▶ **Exercise instructions**
Format every line of the rows below as a JSON list of strings, one string per line. Omit blank lines.

▶ **Records supplied**
· · ·

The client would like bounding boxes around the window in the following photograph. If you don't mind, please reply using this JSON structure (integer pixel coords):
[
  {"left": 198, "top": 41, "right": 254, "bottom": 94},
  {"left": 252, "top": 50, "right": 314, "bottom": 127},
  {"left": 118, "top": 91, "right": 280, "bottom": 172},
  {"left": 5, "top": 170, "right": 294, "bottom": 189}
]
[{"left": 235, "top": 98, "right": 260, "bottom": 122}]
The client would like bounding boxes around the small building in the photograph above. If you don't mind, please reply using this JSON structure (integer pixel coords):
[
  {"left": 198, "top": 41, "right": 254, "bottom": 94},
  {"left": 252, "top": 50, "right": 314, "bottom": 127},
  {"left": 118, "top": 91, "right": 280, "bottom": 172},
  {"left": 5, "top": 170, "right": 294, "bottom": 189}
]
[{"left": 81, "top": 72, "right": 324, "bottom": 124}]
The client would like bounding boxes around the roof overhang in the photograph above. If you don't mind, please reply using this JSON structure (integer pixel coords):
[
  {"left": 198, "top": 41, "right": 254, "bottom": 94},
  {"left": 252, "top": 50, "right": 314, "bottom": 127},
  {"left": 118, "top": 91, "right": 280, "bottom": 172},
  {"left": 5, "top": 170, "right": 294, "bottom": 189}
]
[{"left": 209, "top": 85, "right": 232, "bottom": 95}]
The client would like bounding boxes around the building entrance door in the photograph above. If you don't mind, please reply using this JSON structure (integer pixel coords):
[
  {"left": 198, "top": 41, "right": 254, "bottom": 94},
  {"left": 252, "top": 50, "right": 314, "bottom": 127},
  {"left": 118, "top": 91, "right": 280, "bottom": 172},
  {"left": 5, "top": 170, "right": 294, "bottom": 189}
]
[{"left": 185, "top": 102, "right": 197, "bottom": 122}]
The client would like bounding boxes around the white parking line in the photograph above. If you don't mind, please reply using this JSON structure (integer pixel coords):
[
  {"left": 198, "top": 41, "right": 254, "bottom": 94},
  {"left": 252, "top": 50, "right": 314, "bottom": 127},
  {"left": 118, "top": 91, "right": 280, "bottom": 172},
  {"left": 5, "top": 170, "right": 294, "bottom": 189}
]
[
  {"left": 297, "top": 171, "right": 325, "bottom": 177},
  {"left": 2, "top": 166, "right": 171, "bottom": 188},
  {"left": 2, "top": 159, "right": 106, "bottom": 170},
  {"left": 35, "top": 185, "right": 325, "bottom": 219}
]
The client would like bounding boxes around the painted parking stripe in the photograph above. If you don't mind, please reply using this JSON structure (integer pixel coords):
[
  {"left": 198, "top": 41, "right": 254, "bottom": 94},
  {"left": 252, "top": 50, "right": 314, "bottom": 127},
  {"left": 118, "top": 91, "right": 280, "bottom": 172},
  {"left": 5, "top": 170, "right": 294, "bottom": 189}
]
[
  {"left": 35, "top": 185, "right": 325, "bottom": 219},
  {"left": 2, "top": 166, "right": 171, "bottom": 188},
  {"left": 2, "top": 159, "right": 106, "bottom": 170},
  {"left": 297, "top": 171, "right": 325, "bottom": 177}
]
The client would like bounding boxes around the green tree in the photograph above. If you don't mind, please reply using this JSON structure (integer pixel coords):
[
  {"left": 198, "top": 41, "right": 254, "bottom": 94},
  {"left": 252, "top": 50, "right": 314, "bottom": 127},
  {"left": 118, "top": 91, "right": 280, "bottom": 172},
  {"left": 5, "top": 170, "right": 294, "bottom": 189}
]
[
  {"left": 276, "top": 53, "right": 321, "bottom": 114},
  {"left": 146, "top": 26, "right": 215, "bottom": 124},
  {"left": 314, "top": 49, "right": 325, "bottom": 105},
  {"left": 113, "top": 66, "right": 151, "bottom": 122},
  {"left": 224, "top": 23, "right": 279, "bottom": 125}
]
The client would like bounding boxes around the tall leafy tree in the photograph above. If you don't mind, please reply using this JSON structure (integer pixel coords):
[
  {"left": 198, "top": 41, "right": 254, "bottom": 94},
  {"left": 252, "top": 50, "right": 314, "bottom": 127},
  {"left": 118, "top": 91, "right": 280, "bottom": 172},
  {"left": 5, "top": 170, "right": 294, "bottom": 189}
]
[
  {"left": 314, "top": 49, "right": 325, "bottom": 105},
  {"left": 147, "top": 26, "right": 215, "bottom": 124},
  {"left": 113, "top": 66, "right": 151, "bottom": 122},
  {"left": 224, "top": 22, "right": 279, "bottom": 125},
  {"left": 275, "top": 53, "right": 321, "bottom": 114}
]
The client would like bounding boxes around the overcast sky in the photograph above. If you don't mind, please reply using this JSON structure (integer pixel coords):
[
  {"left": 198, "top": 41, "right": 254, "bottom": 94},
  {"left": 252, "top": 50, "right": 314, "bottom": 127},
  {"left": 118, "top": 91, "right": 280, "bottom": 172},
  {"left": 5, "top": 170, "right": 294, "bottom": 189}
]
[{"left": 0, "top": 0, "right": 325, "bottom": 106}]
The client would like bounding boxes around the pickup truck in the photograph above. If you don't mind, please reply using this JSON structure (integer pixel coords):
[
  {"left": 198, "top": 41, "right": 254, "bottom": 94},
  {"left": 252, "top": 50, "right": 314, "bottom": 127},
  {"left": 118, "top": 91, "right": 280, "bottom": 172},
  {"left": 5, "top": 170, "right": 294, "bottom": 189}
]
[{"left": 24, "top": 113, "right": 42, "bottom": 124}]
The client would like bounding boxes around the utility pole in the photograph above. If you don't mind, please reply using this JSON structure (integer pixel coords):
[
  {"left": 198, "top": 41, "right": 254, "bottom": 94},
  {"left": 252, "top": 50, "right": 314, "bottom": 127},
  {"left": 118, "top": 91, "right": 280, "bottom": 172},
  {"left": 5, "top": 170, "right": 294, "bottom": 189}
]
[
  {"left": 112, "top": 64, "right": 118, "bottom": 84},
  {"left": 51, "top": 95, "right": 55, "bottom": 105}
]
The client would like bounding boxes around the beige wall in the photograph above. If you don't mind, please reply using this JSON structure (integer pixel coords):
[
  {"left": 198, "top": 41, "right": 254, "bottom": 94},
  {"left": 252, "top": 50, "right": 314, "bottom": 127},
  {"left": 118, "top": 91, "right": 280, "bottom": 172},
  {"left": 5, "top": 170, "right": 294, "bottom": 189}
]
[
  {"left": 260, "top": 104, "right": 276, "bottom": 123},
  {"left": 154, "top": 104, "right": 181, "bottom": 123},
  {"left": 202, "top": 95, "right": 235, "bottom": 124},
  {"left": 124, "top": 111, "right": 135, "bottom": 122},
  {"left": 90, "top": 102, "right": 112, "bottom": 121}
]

· · ·

▶ **Exercise response**
[
  "The client would like bounding boxes around the window in the following photograph. If you don't mind, please reply using this JSON structure (integer pixel coords):",
  "[",
  "  {\"left\": 198, \"top\": 41, \"right\": 254, \"bottom\": 94},",
  "  {\"left\": 252, \"top\": 50, \"right\": 314, \"bottom\": 127},",
  "  {\"left\": 118, \"top\": 91, \"right\": 280, \"bottom\": 172},",
  "  {\"left\": 5, \"top\": 170, \"right\": 294, \"bottom\": 189}",
  "]",
  "[{\"left\": 235, \"top\": 98, \"right\": 260, \"bottom\": 122}]",
  "The client would like bounding boxes around the small building in the photograph above. If you don't mind, please reply using this JSON structure (integer pixel coords):",
  "[",
  "  {\"left\": 198, \"top\": 41, \"right\": 254, \"bottom\": 94},",
  "  {\"left\": 252, \"top\": 50, \"right\": 314, \"bottom\": 127},",
  "  {\"left\": 118, \"top\": 91, \"right\": 280, \"bottom\": 172},",
  "  {\"left\": 5, \"top\": 170, \"right\": 294, \"bottom\": 189}",
  "]",
  "[{\"left\": 81, \"top\": 72, \"right\": 324, \"bottom\": 124}]",
  "The client would like bounding boxes around the roof overhang in the photograph above. If you don't mind, please reply using this JSON structure (integer pixel coords):",
  "[",
  "  {\"left\": 198, \"top\": 41, \"right\": 254, \"bottom\": 94},",
  "  {\"left\": 252, \"top\": 50, \"right\": 314, \"bottom\": 127},",
  "  {\"left\": 118, \"top\": 91, \"right\": 280, \"bottom\": 172},",
  "  {\"left\": 5, \"top\": 170, \"right\": 294, \"bottom\": 189}",
  "]",
  "[{\"left\": 209, \"top\": 85, \"right\": 232, \"bottom\": 95}]",
  "The client would like bounding boxes around the building entrance door in the photograph above. If you don't mind, please reply using this JSON structure (integer pixel coords):",
  "[",
  "  {\"left\": 198, \"top\": 41, \"right\": 254, \"bottom\": 94},",
  "  {\"left\": 252, \"top\": 50, \"right\": 314, \"bottom\": 127},",
  "  {\"left\": 118, \"top\": 91, \"right\": 280, \"bottom\": 172},",
  "  {\"left\": 5, \"top\": 170, \"right\": 294, \"bottom\": 189}",
  "]",
  "[{\"left\": 185, \"top\": 102, \"right\": 197, \"bottom\": 122}]",
  "The client would like bounding boxes around the white parking line in the photograph above. If you don't mind, please reply using this JSON structure (integer pixel coords):",
  "[",
  "  {\"left\": 198, \"top\": 41, \"right\": 254, \"bottom\": 94},",
  "  {\"left\": 252, \"top\": 50, \"right\": 314, \"bottom\": 127},",
  "  {\"left\": 118, \"top\": 91, \"right\": 280, \"bottom\": 172},",
  "  {\"left\": 5, \"top\": 170, \"right\": 294, \"bottom\": 189}",
  "]",
  "[",
  "  {\"left\": 297, \"top\": 171, \"right\": 325, \"bottom\": 177},",
  "  {\"left\": 2, \"top\": 166, \"right\": 171, \"bottom\": 188},",
  "  {\"left\": 2, \"top\": 159, \"right\": 106, \"bottom\": 170},",
  "  {\"left\": 35, \"top\": 185, \"right\": 325, \"bottom\": 219}",
  "]",
  "The client would like bounding boxes around the painted parking stripe in the photograph above. If you don't mind, please reply using this JSON structure (integer pixel coords):",
  "[",
  "  {\"left\": 198, \"top\": 41, \"right\": 254, \"bottom\": 94},",
  "  {\"left\": 252, \"top\": 50, \"right\": 314, \"bottom\": 127},",
  "  {\"left\": 118, \"top\": 91, \"right\": 280, \"bottom\": 172},",
  "  {\"left\": 5, \"top\": 170, \"right\": 294, \"bottom\": 189}",
  "]",
  "[",
  "  {\"left\": 35, \"top\": 185, \"right\": 325, \"bottom\": 219},",
  "  {\"left\": 2, \"top\": 166, \"right\": 171, \"bottom\": 188},",
  "  {\"left\": 2, \"top\": 159, \"right\": 106, \"bottom\": 170},",
  "  {\"left\": 297, \"top\": 171, \"right\": 325, \"bottom\": 177}",
  "]",
  "The client would like bounding boxes around the green tree in the photograph above. If you don't mind, please reply using this JSON structure (integer pixel coords):",
  "[",
  "  {\"left\": 198, \"top\": 41, \"right\": 254, \"bottom\": 94},",
  "  {\"left\": 252, \"top\": 50, \"right\": 314, \"bottom\": 127},",
  "  {\"left\": 118, \"top\": 91, \"right\": 280, \"bottom\": 172},",
  "  {\"left\": 5, \"top\": 170, \"right\": 294, \"bottom\": 189}",
  "]",
  "[",
  "  {\"left\": 276, \"top\": 53, \"right\": 321, \"bottom\": 114},",
  "  {\"left\": 146, \"top\": 26, \"right\": 215, \"bottom\": 124},",
  "  {\"left\": 314, \"top\": 49, \"right\": 325, \"bottom\": 105},",
  "  {\"left\": 113, \"top\": 66, \"right\": 151, \"bottom\": 122},",
  "  {\"left\": 224, \"top\": 23, \"right\": 279, \"bottom\": 125}",
  "]",
  "The client would like bounding boxes around the tall leafy tree in the photograph above. If you don't mind, please reply using this JSON structure (integer pixel coords):",
  "[",
  "  {\"left\": 198, \"top\": 41, \"right\": 254, \"bottom\": 94},",
  "  {\"left\": 252, \"top\": 50, \"right\": 314, \"bottom\": 127},",
  "  {\"left\": 118, \"top\": 91, \"right\": 280, \"bottom\": 172},",
  "  {\"left\": 5, \"top\": 170, \"right\": 294, \"bottom\": 189}",
  "]",
  "[",
  "  {\"left\": 314, \"top\": 49, \"right\": 325, \"bottom\": 105},",
  "  {\"left\": 147, \"top\": 26, \"right\": 215, \"bottom\": 124},",
  "  {\"left\": 113, \"top\": 66, \"right\": 151, \"bottom\": 122},",
  "  {\"left\": 224, \"top\": 22, \"right\": 279, \"bottom\": 125},",
  "  {\"left\": 275, \"top\": 53, \"right\": 321, \"bottom\": 114}",
  "]",
  "The client would like bounding boxes around the overcast sky in the photograph above. If you don't mind, please reply using this JSON structure (integer pixel coords):",
  "[",
  "  {\"left\": 198, \"top\": 41, \"right\": 254, \"bottom\": 94},",
  "  {\"left\": 252, \"top\": 50, \"right\": 314, \"bottom\": 127},",
  "  {\"left\": 118, \"top\": 91, \"right\": 280, \"bottom\": 172},",
  "  {\"left\": 5, \"top\": 170, \"right\": 294, \"bottom\": 189}",
  "]",
  "[{\"left\": 0, \"top\": 0, \"right\": 325, \"bottom\": 106}]",
  "The client would like bounding boxes around the pickup truck in the photograph above. If you don't mind, please reply using this JSON structure (integer pixel coords):",
  "[",
  "  {\"left\": 198, \"top\": 41, \"right\": 254, \"bottom\": 94},",
  "  {\"left\": 252, \"top\": 50, \"right\": 314, \"bottom\": 127},",
  "  {\"left\": 118, \"top\": 91, \"right\": 280, \"bottom\": 172},",
  "  {\"left\": 5, \"top\": 170, \"right\": 294, \"bottom\": 189}",
  "]",
  "[{\"left\": 24, \"top\": 113, \"right\": 42, \"bottom\": 124}]",
  "The client would like bounding boxes around the utility pole in the photograph above. If you don't mind, please reply using this JSON structure (integer pixel coords):",
  "[",
  "  {\"left\": 198, \"top\": 41, \"right\": 254, \"bottom\": 94},",
  "  {\"left\": 252, \"top\": 50, \"right\": 314, \"bottom\": 127},",
  "  {\"left\": 118, \"top\": 91, \"right\": 280, \"bottom\": 172},",
  "  {\"left\": 5, \"top\": 170, \"right\": 294, \"bottom\": 189}",
  "]",
  "[",
  "  {\"left\": 112, \"top\": 64, \"right\": 118, \"bottom\": 84},",
  "  {\"left\": 51, \"top\": 95, \"right\": 55, \"bottom\": 105}",
  "]",
  "The client would like bounding boxes around the beige wall in the photograph above. If you don't mind, please reply using this JSON structure (integer pixel coords):",
  "[",
  "  {\"left\": 198, \"top\": 41, \"right\": 254, \"bottom\": 94},",
  "  {\"left\": 252, \"top\": 50, \"right\": 314, \"bottom\": 127},",
  "  {\"left\": 118, \"top\": 91, \"right\": 280, \"bottom\": 172},",
  "  {\"left\": 5, \"top\": 170, \"right\": 294, \"bottom\": 189}",
  "]",
  "[",
  "  {\"left\": 260, \"top\": 104, \"right\": 276, \"bottom\": 123},",
  "  {\"left\": 154, \"top\": 104, \"right\": 181, \"bottom\": 123},",
  "  {\"left\": 202, \"top\": 95, \"right\": 235, \"bottom\": 124},",
  "  {\"left\": 124, \"top\": 111, \"right\": 135, \"bottom\": 122},",
  "  {\"left\": 90, \"top\": 102, \"right\": 112, \"bottom\": 121}",
  "]"
]